EXERCISE PROMPT →
Render every line of the records below as a JSON list of strings, one string per line, omitting blank lines. Leave the pictures out of the list.
-- Start of GIVEN INFORMATION --
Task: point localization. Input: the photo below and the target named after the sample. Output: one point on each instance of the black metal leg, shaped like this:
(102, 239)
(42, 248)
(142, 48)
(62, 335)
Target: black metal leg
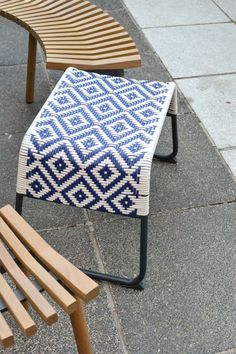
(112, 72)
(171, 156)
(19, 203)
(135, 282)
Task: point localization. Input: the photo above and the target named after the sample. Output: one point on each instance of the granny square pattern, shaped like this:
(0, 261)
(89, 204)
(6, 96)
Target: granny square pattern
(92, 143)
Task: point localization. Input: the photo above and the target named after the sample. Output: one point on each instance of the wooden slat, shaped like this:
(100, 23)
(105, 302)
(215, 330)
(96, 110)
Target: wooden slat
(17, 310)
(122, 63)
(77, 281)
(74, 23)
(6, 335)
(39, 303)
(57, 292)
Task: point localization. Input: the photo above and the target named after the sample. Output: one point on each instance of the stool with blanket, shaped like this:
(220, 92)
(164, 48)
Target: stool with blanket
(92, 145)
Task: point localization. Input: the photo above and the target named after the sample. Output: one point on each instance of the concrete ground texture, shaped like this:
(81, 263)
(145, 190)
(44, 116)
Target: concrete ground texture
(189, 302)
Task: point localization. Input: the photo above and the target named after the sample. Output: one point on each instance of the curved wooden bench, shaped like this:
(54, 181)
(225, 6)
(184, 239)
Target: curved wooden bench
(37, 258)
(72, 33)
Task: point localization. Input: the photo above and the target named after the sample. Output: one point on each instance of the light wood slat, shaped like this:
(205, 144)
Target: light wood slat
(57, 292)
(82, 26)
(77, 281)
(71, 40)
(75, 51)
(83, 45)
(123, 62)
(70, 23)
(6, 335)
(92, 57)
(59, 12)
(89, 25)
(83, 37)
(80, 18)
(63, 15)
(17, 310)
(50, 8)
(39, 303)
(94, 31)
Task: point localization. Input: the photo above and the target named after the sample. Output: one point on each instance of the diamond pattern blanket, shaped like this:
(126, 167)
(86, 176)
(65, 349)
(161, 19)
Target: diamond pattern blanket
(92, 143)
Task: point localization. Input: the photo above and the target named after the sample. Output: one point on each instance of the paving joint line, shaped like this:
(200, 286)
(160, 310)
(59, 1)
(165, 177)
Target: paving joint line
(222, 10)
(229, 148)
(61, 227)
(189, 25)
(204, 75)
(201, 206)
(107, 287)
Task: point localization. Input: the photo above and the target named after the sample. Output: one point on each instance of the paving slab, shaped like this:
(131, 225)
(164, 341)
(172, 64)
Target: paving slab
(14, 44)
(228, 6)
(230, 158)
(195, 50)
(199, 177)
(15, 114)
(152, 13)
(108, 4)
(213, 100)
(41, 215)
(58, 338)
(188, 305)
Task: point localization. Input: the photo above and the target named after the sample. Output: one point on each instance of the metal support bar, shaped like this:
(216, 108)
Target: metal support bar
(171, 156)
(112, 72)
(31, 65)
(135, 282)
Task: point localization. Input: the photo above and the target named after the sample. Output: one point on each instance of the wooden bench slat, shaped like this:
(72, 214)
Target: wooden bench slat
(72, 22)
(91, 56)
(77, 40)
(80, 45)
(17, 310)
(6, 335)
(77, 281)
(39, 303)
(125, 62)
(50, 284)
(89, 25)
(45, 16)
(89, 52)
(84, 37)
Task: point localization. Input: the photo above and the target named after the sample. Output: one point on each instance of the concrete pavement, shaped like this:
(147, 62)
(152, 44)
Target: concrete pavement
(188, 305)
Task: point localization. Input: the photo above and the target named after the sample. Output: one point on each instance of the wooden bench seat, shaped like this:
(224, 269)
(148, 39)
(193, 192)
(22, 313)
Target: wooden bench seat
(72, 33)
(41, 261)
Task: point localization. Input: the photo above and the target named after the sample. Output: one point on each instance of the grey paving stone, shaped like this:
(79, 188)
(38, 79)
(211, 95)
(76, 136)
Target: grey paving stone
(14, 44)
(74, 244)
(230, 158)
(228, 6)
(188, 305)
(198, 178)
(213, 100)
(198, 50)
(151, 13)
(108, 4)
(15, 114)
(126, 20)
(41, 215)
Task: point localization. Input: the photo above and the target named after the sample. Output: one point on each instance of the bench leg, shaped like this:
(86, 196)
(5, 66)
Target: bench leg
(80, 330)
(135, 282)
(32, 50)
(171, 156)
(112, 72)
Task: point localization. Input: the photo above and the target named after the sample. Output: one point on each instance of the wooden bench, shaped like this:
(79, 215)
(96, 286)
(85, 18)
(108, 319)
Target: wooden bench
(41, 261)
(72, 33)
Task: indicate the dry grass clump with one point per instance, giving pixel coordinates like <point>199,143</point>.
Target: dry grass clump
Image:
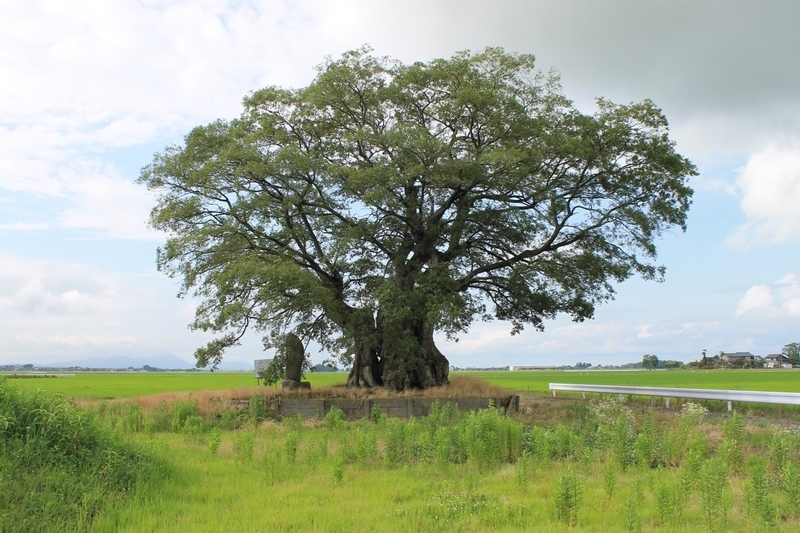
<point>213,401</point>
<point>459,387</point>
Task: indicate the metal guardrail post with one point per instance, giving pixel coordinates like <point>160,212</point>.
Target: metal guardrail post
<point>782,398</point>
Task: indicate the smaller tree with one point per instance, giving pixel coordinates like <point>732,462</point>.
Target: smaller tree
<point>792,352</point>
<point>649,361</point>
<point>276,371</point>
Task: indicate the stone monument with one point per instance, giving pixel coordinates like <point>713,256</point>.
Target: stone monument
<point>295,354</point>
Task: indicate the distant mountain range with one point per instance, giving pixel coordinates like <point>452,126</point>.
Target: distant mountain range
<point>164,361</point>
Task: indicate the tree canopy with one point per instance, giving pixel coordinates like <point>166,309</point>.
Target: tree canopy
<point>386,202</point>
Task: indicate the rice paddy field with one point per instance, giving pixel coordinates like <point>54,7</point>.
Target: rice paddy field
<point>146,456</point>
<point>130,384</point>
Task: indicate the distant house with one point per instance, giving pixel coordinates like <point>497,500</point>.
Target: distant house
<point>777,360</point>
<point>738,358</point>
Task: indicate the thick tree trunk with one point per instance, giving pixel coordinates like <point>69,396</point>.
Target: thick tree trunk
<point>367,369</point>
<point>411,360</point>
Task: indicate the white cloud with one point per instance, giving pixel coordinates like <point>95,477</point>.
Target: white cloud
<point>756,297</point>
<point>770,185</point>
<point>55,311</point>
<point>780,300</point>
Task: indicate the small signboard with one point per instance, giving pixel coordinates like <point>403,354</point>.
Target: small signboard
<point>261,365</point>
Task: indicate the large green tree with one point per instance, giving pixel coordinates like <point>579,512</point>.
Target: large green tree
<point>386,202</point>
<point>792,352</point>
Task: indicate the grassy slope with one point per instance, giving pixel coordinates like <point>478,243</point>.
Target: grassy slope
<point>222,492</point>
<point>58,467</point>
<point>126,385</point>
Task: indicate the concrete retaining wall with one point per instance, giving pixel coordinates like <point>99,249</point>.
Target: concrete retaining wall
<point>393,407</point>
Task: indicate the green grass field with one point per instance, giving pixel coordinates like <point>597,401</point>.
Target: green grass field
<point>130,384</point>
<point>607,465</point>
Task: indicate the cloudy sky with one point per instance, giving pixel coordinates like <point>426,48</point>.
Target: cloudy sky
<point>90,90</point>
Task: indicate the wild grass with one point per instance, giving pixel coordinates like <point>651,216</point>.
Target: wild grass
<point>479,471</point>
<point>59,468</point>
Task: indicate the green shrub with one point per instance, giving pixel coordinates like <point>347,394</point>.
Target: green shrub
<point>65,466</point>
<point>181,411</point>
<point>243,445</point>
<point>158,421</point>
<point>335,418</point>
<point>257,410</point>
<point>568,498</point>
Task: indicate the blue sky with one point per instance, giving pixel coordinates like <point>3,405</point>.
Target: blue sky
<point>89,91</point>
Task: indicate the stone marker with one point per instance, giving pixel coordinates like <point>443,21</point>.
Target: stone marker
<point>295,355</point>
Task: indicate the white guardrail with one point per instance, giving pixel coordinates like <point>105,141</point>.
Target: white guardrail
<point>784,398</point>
-- End of GIVEN INFORMATION --
RESULT OF THE EXERCISE →
[
  "Task: point localization. Input: the photo below and the target named after the sample. Output: one point on each instance of the black metal leg, shaped like this:",
  "(102, 239)",
  "(42, 248)",
  "(142, 48)",
  "(62, 335)",
  "Target: black metal leg",
  "(112, 72)",
  "(171, 156)",
  "(19, 203)",
  "(135, 282)",
  "Task: point localization. Input: the photo above and the target named after the sample. Output: one point on each instance of the granny square pattern, shaped like this:",
  "(0, 261)",
  "(89, 204)",
  "(6, 96)",
  "Target: granny square pattern",
  "(92, 143)",
  "Task: point localization. Input: the photo above and the target named after the sample. Output: one point on each instance of the wooden slat, shaped like this:",
  "(100, 23)",
  "(105, 302)",
  "(215, 330)",
  "(96, 110)",
  "Target: wooden slat",
  "(17, 310)",
  "(122, 63)",
  "(77, 281)",
  "(74, 23)",
  "(6, 335)",
  "(39, 303)",
  "(57, 292)",
  "Task: point localization. Input: the photo above and the target named after the sample. Output: one point on each instance of the stool with blanket, shaped like this:",
  "(220, 92)",
  "(164, 48)",
  "Target: stool with blanket",
  "(92, 145)",
  "Task: point localization. Input: the photo above and the target named after the sample. Output: one point on each instance of the concrete ground texture, shaped like this:",
  "(81, 263)",
  "(145, 190)",
  "(44, 116)",
  "Target: concrete ground texture",
  "(189, 302)",
  "Task: point localization. Input: the photo above and the target named after the sample. Output: one point on each instance of the curved wooden bench, shaped like this:",
  "(54, 181)",
  "(225, 6)",
  "(184, 239)",
  "Target: curved wooden bench",
  "(37, 258)",
  "(72, 33)",
  "Task: point localization. Input: the photo above and the target named after the sample. Output: one point on each instance of the light wood slat, shaped like this:",
  "(205, 144)",
  "Target: light wood slat",
  "(57, 292)",
  "(82, 26)",
  "(77, 281)",
  "(71, 40)",
  "(75, 51)",
  "(83, 45)",
  "(123, 62)",
  "(70, 23)",
  "(6, 335)",
  "(92, 57)",
  "(59, 12)",
  "(89, 25)",
  "(83, 37)",
  "(80, 18)",
  "(63, 15)",
  "(17, 310)",
  "(50, 8)",
  "(39, 303)",
  "(94, 31)",
  "Task: point localization. Input: the photo above and the target named after the sample. Output: one point on each instance of the diamond pattern blanket, shaped like this:",
  "(126, 167)",
  "(86, 176)",
  "(65, 349)",
  "(161, 19)",
  "Target: diamond pattern blanket",
  "(92, 143)",
  "Task: point localization. Input: the photo above and the target named after the sample. Output: one point on each instance of the paving joint line, shaped like this:",
  "(200, 286)",
  "(160, 310)",
  "(59, 1)",
  "(165, 177)",
  "Target: paving joint line",
  "(222, 10)",
  "(229, 148)",
  "(61, 227)",
  "(189, 25)",
  "(204, 75)",
  "(201, 206)",
  "(107, 287)",
  "Task: point localization. Input: the photo above and the target named after the sample. Output: one point on each instance of the paving slab, shaped like this:",
  "(131, 225)",
  "(164, 341)",
  "(172, 64)",
  "Target: paving slab",
  "(14, 44)",
  "(228, 6)",
  "(230, 158)",
  "(195, 50)",
  "(199, 177)",
  "(15, 114)",
  "(152, 13)",
  "(108, 4)",
  "(213, 100)",
  "(41, 215)",
  "(58, 338)",
  "(188, 305)",
  "Task: point localization. Input: the photo above and the target named after the sample. Output: one point on each instance of the metal support bar, shaped like this:",
  "(216, 108)",
  "Target: metal support bar",
  "(171, 156)",
  "(112, 72)",
  "(31, 65)",
  "(135, 282)",
  "Task: point localization. Input: the photo above and the target named after the sample. Output: one point on each instance of the wooden bench slat, shaped like this:",
  "(72, 214)",
  "Target: wooden bench slat",
  "(72, 22)",
  "(91, 56)",
  "(77, 40)",
  "(80, 45)",
  "(17, 310)",
  "(6, 335)",
  "(77, 281)",
  "(39, 303)",
  "(125, 62)",
  "(50, 284)",
  "(89, 25)",
  "(45, 16)",
  "(89, 52)",
  "(84, 37)",
  "Task: point localization. Input: the photo above and the target named after the sample. Output: one point on each instance of the concrete pavement, shaped like this:",
  "(147, 62)",
  "(152, 44)",
  "Target: concrete pavement",
  "(188, 305)",
  "Task: point localization. Input: the photo above and the target named after the sample. Output: one point on each instance of the wooden bench seat, shaped like this:",
  "(224, 269)",
  "(148, 39)",
  "(193, 192)",
  "(22, 313)",
  "Target: wooden bench seat",
  "(72, 33)",
  "(41, 261)",
  "Task: point localization. Input: the photo above and the target named after the sample. Output: one point on each instance of the grey paving stone, shaped like this:",
  "(79, 188)",
  "(38, 79)",
  "(211, 95)",
  "(76, 136)",
  "Target: grey paving stone",
  "(14, 44)",
  "(74, 244)",
  "(230, 158)",
  "(228, 6)",
  "(188, 305)",
  "(198, 178)",
  "(213, 100)",
  "(198, 50)",
  "(151, 13)",
  "(108, 4)",
  "(15, 114)",
  "(126, 20)",
  "(41, 215)",
  "Task: point localization. Input: the photo above and the target named after the sample. Output: one point on each instance of the bench leg, shaped like this:",
  "(86, 196)",
  "(5, 66)",
  "Target: bench leg",
  "(80, 330)",
  "(135, 282)",
  "(32, 50)",
  "(171, 156)",
  "(112, 72)",
  "Task: point localization. Input: the photo above and the target named after the sample. Output: one point on each instance of the wooden bench, shaped like this:",
  "(79, 215)",
  "(96, 286)",
  "(85, 18)",
  "(108, 319)",
  "Target: wooden bench",
  "(41, 261)",
  "(72, 33)",
  "Task: indicate the dry grass clump with one point per instance, giving pixel coordinates like <point>199,143</point>.",
  "Target: dry grass clump",
  "Image:",
  "<point>213,401</point>",
  "<point>459,387</point>",
  "Task: indicate the metal guardrail post with one point per instance, giving pixel coordinates like <point>160,212</point>.",
  "Target: metal guardrail post",
  "<point>782,398</point>",
  "Task: indicate the smaller tree with one point per instance, giving pixel coordinates like <point>732,462</point>.",
  "Target: smaller tree",
  "<point>792,352</point>",
  "<point>649,361</point>",
  "<point>276,371</point>",
  "Task: indicate the stone monument with one point per instance, giving pixel coordinates like <point>713,256</point>.",
  "Target: stone monument",
  "<point>295,354</point>",
  "Task: indicate the distant mountain range with one point per instance, giving pixel coordinates like <point>452,126</point>.",
  "Target: distant mountain range",
  "<point>164,361</point>",
  "Task: indicate the tree canopy with one point per instance, giving pixel coordinates like <point>166,309</point>.",
  "Target: tree canopy",
  "<point>386,202</point>",
  "Task: indicate the rice paddy field with one point per instance, giving pixel coordinates like <point>54,7</point>.",
  "Target: rice paddy field",
  "<point>146,456</point>",
  "<point>130,384</point>",
  "Task: indicate the distant house with one point per instance, giving pixel coordinates like <point>497,500</point>.",
  "Target: distant house",
  "<point>777,360</point>",
  "<point>738,358</point>",
  "Task: indicate the thick tree trunk with one point per instance, giving pixel coordinates like <point>69,396</point>.",
  "Target: thick tree trunk",
  "<point>367,369</point>",
  "<point>411,360</point>",
  "Task: indicate the white cloud with one point per instance, giving pixel coordinates like <point>95,477</point>.",
  "Target: white cloud",
  "<point>756,297</point>",
  "<point>770,185</point>",
  "<point>55,311</point>",
  "<point>780,300</point>",
  "Task: indicate the small signboard with one point per instance, giving pixel coordinates like <point>403,354</point>.",
  "Target: small signboard",
  "<point>261,365</point>",
  "Task: indicate the large green tree with one point per instance, giving pixel coordinates like <point>579,512</point>.",
  "Target: large green tree",
  "<point>386,202</point>",
  "<point>792,352</point>",
  "Task: indicate the grassy slope with one point per instance, giving pixel coordinates like <point>478,243</point>.",
  "Target: grassy slope",
  "<point>222,492</point>",
  "<point>58,467</point>",
  "<point>126,385</point>",
  "Task: indicate the concrete retaining wall with one point per instance, giving pixel coordinates like <point>99,249</point>.",
  "Target: concrete retaining wall",
  "<point>393,407</point>",
  "Task: indicate the green grass field with one point per instance, giving pixel coordinates like <point>597,401</point>.",
  "Target: green grass field",
  "<point>130,384</point>",
  "<point>607,465</point>",
  "Task: indicate the cloudy sky with one point per instance, giving pixel coordinates like <point>426,48</point>.",
  "Target: cloudy sky",
  "<point>90,90</point>",
  "Task: indicate the wild grass with one point per instance, giving pixel coordinates like <point>651,216</point>.",
  "Target: wild grass",
  "<point>479,471</point>",
  "<point>59,468</point>",
  "Task: indicate the green shrub with one point per instance, giving pixel coordinates like <point>347,394</point>.",
  "Target: green shrub",
  "<point>65,466</point>",
  "<point>181,411</point>",
  "<point>243,445</point>",
  "<point>158,421</point>",
  "<point>335,418</point>",
  "<point>257,410</point>",
  "<point>568,498</point>",
  "Task: indicate the blue sky with one point per instance, giving pixel coordinates like <point>3,405</point>.",
  "Target: blue sky",
  "<point>89,91</point>",
  "Task: indicate the stone marker with one point per instance, giving pixel coordinates like <point>443,21</point>.",
  "Target: stone marker",
  "<point>295,355</point>",
  "Task: indicate the white guardrail with one point per instance, giving pixel coordinates like <point>105,141</point>.",
  "Target: white guardrail",
  "<point>784,398</point>"
]